**TASK DETAILS:**
Copy the lines from the one containing "Can you find the oil" through the end of the records, both included, swapping "white dhoti cloth" for "cotton dhoti" and leaving everything else unchanged.

— Start THE DATA —

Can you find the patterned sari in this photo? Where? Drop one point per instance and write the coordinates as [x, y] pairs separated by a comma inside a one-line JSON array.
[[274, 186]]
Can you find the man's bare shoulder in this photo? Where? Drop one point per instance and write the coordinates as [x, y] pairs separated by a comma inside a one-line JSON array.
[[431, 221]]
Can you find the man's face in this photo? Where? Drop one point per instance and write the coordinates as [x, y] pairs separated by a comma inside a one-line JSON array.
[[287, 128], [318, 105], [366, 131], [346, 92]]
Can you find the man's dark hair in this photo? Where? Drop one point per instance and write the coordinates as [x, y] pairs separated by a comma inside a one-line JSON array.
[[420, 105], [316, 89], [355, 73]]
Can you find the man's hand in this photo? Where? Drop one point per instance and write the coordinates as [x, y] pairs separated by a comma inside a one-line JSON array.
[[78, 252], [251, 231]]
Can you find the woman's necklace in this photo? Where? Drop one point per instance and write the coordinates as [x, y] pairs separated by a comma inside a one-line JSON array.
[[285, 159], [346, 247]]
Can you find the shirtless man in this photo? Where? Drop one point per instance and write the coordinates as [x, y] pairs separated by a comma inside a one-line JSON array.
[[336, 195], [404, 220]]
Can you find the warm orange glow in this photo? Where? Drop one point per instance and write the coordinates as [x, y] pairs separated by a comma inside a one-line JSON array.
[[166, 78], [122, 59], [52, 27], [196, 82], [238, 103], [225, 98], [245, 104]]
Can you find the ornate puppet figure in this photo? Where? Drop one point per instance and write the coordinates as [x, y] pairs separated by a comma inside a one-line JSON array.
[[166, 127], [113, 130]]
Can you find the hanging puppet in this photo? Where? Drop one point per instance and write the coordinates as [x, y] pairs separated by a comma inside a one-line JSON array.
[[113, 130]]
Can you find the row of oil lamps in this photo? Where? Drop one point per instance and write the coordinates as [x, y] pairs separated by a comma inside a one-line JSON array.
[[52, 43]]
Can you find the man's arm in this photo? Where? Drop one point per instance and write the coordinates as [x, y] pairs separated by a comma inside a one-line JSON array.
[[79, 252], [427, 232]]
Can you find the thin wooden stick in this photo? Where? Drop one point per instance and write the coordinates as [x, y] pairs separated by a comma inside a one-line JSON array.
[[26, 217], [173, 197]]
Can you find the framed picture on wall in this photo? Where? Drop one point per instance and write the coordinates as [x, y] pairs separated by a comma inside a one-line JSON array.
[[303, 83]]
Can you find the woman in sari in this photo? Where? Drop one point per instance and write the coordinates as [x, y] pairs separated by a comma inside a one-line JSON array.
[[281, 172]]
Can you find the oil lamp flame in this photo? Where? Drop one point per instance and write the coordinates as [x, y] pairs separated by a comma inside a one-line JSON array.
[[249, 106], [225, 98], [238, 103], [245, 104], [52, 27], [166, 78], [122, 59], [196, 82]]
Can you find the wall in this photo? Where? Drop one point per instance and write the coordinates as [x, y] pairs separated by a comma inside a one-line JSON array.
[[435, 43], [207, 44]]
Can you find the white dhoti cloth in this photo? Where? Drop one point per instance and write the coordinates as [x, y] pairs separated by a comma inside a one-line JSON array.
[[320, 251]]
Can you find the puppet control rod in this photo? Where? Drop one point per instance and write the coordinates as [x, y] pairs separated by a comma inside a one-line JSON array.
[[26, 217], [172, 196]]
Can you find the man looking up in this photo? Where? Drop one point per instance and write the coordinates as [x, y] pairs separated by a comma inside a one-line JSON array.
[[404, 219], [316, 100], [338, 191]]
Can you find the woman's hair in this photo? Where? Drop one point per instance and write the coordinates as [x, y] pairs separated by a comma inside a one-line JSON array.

— End THE DATA —

**EXPECTED OUTPUT:**
Can you find the oil lamp flame in this photo? Where? Drop one point per instance and write the coordinates as [x, y] pairs separated by a comma inside a one-line JSON array.
[[249, 106], [225, 98], [238, 103], [245, 104], [52, 27], [166, 78], [122, 59], [196, 82]]
Can you find the wall in this photo? Where? Drop one point per instance and write the coordinates as [x, y] pairs separated by a comma inside a one-line JSON array.
[[435, 43], [207, 44]]
Can you find the cotton dhoti in this photo? Where? Drop one point per instance and write the coordinates as [x, y] pairs separated by a comma inside a one-line JSON array.
[[320, 251]]
Can you find the puppet control rod in this photo? Where? Drop one point per instance and write the coordinates as [x, y] pairs separated by a comma inside a one-line JSON array.
[[26, 217], [172, 196]]
Can you find the man looking up in this photo? Where? Drop one point per instance and write the coordinates as [x, y] pairs separated by a comma inside a one-line JSON array.
[[404, 219], [316, 100], [338, 191]]
Can you find the woman's hair in this photo? Where? Drop one point per instance and write the coordinates as [x, y] pairs separated by a comma inside a one-line JSON array.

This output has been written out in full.